## Start RECORDS TO USE

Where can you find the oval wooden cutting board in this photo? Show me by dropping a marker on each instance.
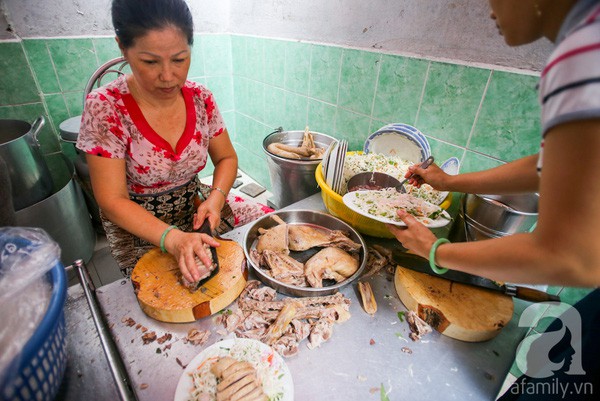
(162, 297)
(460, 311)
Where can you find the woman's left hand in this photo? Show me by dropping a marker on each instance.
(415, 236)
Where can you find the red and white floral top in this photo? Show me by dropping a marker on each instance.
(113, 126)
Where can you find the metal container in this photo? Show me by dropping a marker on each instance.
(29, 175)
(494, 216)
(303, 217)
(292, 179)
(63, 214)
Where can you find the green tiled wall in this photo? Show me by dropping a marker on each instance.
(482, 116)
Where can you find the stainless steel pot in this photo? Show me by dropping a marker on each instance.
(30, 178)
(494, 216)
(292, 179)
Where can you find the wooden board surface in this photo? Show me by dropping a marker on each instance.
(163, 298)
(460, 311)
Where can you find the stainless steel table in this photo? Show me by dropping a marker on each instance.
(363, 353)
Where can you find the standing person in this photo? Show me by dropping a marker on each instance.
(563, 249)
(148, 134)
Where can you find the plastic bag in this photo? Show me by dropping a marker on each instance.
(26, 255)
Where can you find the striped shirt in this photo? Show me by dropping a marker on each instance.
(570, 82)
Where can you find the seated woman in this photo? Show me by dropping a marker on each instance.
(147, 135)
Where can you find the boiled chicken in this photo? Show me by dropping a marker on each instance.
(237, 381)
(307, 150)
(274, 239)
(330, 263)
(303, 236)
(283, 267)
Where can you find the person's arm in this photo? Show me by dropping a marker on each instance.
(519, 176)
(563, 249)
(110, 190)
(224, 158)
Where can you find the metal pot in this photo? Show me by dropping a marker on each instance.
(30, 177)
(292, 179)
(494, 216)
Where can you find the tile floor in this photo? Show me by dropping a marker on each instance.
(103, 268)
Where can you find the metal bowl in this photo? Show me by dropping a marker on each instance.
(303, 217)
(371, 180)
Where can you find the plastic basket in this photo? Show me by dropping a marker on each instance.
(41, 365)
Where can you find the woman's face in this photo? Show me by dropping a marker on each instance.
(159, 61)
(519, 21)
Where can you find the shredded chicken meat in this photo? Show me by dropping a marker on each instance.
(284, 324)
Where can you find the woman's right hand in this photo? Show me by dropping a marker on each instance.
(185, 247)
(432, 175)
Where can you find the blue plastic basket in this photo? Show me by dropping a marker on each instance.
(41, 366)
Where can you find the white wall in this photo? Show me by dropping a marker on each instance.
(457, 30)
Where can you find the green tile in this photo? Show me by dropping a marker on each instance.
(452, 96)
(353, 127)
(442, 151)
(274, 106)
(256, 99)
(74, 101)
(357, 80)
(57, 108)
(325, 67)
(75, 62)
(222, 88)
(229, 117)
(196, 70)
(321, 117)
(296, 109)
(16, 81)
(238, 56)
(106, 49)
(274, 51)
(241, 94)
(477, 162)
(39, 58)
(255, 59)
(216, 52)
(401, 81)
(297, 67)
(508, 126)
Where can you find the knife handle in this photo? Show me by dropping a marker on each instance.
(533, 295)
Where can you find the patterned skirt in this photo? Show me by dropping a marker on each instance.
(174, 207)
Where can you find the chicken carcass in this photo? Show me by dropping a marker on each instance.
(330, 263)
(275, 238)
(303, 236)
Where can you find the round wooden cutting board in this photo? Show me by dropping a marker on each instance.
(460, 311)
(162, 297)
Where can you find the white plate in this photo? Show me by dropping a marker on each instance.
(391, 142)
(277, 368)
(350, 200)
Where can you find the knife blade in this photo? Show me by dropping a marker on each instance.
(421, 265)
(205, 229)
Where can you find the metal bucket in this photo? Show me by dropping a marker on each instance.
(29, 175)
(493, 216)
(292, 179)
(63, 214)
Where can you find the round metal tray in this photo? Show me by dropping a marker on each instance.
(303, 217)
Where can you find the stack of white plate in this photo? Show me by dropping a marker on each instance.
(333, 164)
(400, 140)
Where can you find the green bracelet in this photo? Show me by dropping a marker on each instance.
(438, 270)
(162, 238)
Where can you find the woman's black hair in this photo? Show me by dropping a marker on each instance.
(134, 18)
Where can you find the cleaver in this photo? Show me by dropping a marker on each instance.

## End RECORDS TO USE

GIVEN REQUEST » Give every record again exactly, apart from the pictures, which stay out.

FULL RESPONSE »
Where can you find the oval wooden cutting board in this photo? Show me by dropping a marker on each instance.
(162, 297)
(460, 311)
Where can you find the woman's left hand in this photo? Show me by dropping a marker on each instance.
(415, 236)
Where can you find the red and white floral top in this photo? Show me by dropping a marker on each instance.
(113, 126)
Where can you find the metal container in this photo? Show me by dropping a marker on each instance.
(29, 175)
(494, 216)
(303, 217)
(292, 179)
(63, 214)
Where can you find the green tiled wall in this photo? Show me by dropping a marker on each instance.
(482, 116)
Where can you find the stainless steel pot in this photo? Show me by dropping a marker on each instance.
(30, 178)
(494, 216)
(292, 179)
Where can you find the wooden board surface in this photo? Show me by dropping a marker on each instance.
(163, 298)
(460, 311)
Where can you find the stainless steel table in this photo? Show me by dropping a marker on each instance.
(363, 353)
Where can you find the standing person in this photo? Show me by dropping a marker on each instance.
(563, 249)
(148, 134)
Where can you find the plastic bag in this photo? Show me by dropping a marker on each instance.
(26, 255)
Where can you find the striped shirt in this photo? Show me by dropping a marker on each instance.
(570, 82)
Where can you find the seated woman in this photo? Show me by dropping a marker on each instance.
(147, 135)
Where can you find the boiled chicken in this photo? Show me by dropping a marker on each instance.
(237, 381)
(307, 150)
(274, 239)
(330, 263)
(303, 236)
(283, 267)
Where can you find the person's arm in this photo? Show me by dropping a marker on each instance.
(519, 176)
(563, 249)
(110, 190)
(224, 158)
Where can you find the metal pot in this photo? Show me by dropping a marker on each instance.
(30, 177)
(292, 179)
(494, 216)
Where can you find the tile floor in this photo? Show me by dropping a marker on each instance.
(103, 268)
Where can you find the metal bowl in this photo? Show me by dropping a marker on each instance.
(303, 217)
(371, 180)
Where can you find the plastic basket in this photo? Show me by dropping a marker on each instance.
(41, 365)
Where can you find the woman's face in this photo? Show me by dropping a marker on each instance.
(159, 61)
(519, 21)
Where can you find the shredded chicken meat in this photo? Show me by dropping a marker on each instance.
(284, 324)
Where can you find the woman's right hand in this photo? Show me by dropping a marker on each instance.
(185, 247)
(432, 175)
Where can you find the blue plastic basket in this photo? Show me by dropping a marker on each instance.
(41, 366)
Where can you find the white wall in this photo? Show me by dropping a marker on each instance.
(457, 30)
Where can you find the green tile in this photo? Show me by dropping a marker on each instance.
(452, 96)
(353, 127)
(442, 151)
(274, 106)
(256, 99)
(74, 101)
(357, 80)
(57, 108)
(325, 67)
(75, 62)
(222, 88)
(229, 117)
(196, 70)
(321, 117)
(296, 109)
(16, 81)
(238, 56)
(106, 49)
(274, 51)
(241, 94)
(477, 162)
(39, 58)
(255, 59)
(216, 52)
(401, 81)
(297, 67)
(508, 126)
Where can you find the knife handle in this photo? Show me by dropping a marker on each instance.
(533, 295)
Where can you find the patterned skirt in this photo? Show me by dropping a marker on each instance.
(174, 207)
Where can you find the chicken carcass in this photo? Show me by dropping a marker on each instance.
(330, 263)
(275, 238)
(303, 236)
Where can you find the round wooden cutting board in this photo? Show me by dropping a marker on each instance.
(460, 311)
(162, 297)
Where can you find the white plate in this photo? Show me by dropping a marker on each instance.
(391, 142)
(277, 368)
(350, 200)
Where can you find the knife blade in this photo? Show me by dropping a marker on each instance.
(421, 265)
(205, 229)
Where can you find the metal bucket in this photo? Show me by dropping a marker on each instance.
(29, 175)
(493, 216)
(292, 179)
(63, 214)
Where can you find the round metal tray in this photo? Show me by dropping a marker on each instance.
(303, 217)
Where can you find the stack of white plate in this photo? Show me by dropping a marker on each instance.
(333, 164)
(400, 140)
Where can you find the green bracelet in this photo? Show me by dropping a marker on each instance.
(438, 270)
(162, 238)
Where can you find the woman's black hair in this photo? Show me by dropping a marker on each instance.
(134, 18)
Where can you find the cleaver in this photo? Show me by dropping a marker on each instance.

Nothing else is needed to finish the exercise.